**Passage shown**:
□ □ □ □

Depending on the platform, you may need to apply directly to the platform(s) for API access. Data/API access is granted solely at the discretion of the respective social media platform. API access can be revoked at any time by the platform.

No, you cannot use Communalytic PRO to collect data that is private such as DMs or for accounts that are set to private.

The developers of Communalytic PRO are proponents of ethical computational social science research in the public interest. All data access in Communalytic PRO is granted solely at the discretion of the respective social media platform/public API. If you are working with social media data, we encourage you to review and follow ethical guidelines and best practices established by your institution.

As a primer, please review “Ethical Decision-Making and Internet Research” published by the Association of Internet Researchers (AOIR).

Yes, you can concurrently run one collector for each available data source.

□ □ □ □

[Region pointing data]

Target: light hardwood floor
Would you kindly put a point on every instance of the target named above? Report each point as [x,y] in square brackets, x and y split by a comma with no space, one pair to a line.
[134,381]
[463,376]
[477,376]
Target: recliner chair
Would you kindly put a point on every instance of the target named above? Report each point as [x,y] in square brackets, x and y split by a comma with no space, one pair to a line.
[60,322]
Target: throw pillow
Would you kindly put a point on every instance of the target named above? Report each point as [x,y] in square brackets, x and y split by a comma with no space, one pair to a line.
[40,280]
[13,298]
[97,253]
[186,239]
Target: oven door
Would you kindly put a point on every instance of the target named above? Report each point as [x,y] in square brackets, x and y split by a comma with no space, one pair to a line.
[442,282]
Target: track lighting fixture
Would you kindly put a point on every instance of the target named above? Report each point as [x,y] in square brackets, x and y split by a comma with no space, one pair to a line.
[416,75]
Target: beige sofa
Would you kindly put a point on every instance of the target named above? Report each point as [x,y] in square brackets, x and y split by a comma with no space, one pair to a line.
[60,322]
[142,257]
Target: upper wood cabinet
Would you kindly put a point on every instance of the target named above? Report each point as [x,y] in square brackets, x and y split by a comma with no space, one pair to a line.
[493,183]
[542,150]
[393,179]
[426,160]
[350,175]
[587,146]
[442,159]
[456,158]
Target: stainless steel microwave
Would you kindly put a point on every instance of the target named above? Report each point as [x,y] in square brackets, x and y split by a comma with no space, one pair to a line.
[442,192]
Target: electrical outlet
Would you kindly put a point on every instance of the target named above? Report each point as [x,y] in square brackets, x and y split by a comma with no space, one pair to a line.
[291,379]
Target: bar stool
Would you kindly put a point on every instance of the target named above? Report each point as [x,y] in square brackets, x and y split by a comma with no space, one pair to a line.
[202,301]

□ □ □ □

**Action item**: Please reproduce the Communalytic PRO passage above word for word, between "Depending on the" and "by your institution.", inclusive.

**Written response**:
Depending on the platform, you may need to apply directly to the platform(s) for API access. Data/API access is granted solely at the discretion of the respective social media platform. API access can be revoked at any time by the platform.

No, you cannot use Communalytic PRO to collect data that is private such as DMs or for accounts that are set to private.

The developers of Communalytic PRO are proponents of ethical computational social science research in the public interest. All data access in Communalytic PRO is granted solely at the discretion of the respective social media platform/public API. If you are working with social media data, we encourage you to review and follow ethical guidelines and best practices established by your institution.